What the exercise asks: Your reply should consist solely of the lines from the one containing "<point>132,90</point>" through the end of the data, restated word for word.

(Data provided Opens)

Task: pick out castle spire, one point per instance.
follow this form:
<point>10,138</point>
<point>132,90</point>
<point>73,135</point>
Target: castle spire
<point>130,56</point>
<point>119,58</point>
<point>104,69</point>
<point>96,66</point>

(Data provided Closes)

Response for this exercise:
<point>132,90</point>
<point>73,135</point>
Target: castle spire
<point>130,56</point>
<point>119,58</point>
<point>104,69</point>
<point>96,66</point>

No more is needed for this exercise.